_Task brief:_
Can you arrange the lines of the listing below as a numbered list, skipping any blank lines? Leave the pictures out of your answer.

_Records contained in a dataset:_
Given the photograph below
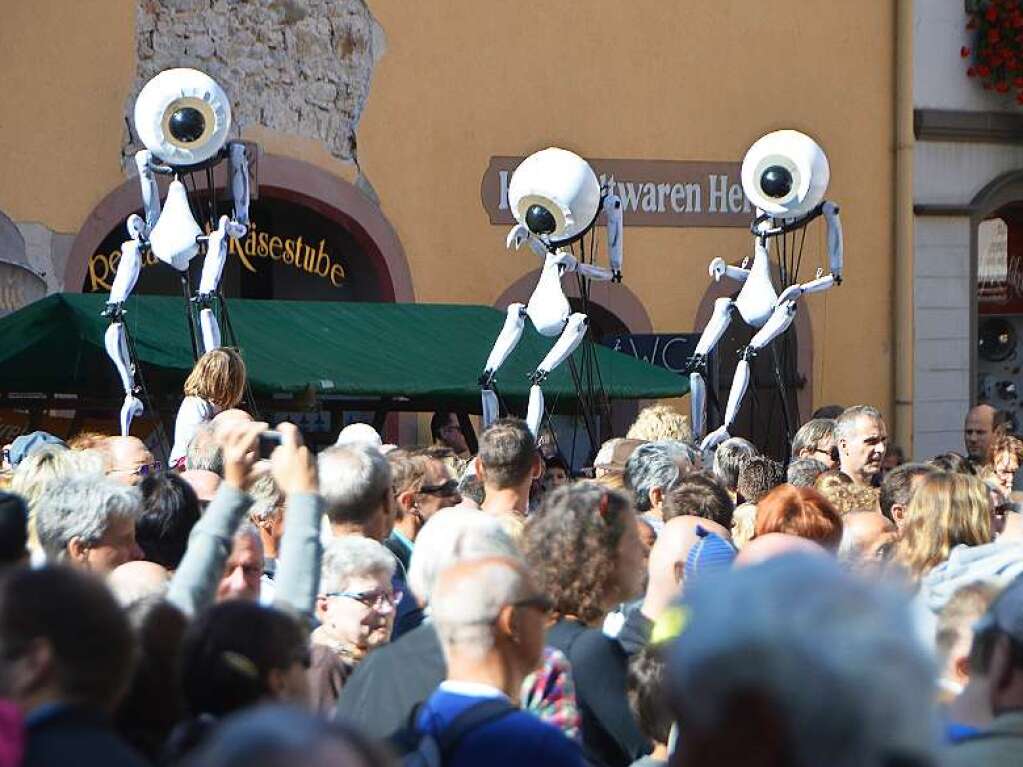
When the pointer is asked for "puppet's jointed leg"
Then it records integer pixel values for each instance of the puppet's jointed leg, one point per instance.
(613, 210)
(575, 331)
(506, 342)
(116, 337)
(117, 348)
(213, 268)
(779, 322)
(150, 192)
(239, 182)
(719, 321)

_Solution for this exercise:_
1. Given the photograph below
2. When the pointer is asked for "puppet's jointed leg"
3. Then it records integer pixel values for each instance of the puppet's jointed leg, one point per instance.
4. (613, 210)
5. (575, 331)
6. (506, 342)
7. (116, 337)
8. (117, 348)
9. (213, 268)
10. (779, 322)
11. (150, 192)
12. (239, 182)
13. (719, 321)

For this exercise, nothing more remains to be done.